:: WORK REQUIRED ::
If a line holds the word "like", copy it from the entries.
=== Section Start ===
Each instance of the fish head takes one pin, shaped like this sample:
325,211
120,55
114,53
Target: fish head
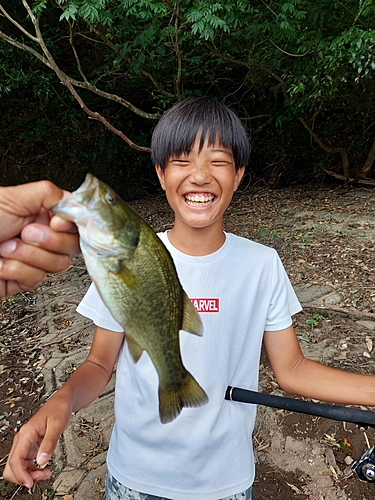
107,225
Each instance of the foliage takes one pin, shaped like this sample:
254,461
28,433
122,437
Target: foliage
293,65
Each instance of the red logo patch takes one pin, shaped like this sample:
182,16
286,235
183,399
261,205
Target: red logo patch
=== Section End ===
:: PROBLEM SOLUTION ::
Each instance of the fish head takes one pin, shaped like this sample:
Each instance of the foliage takes one pin, shaped like this sample:
Each instance of the red logo patch takes one pin, shaped like this sample:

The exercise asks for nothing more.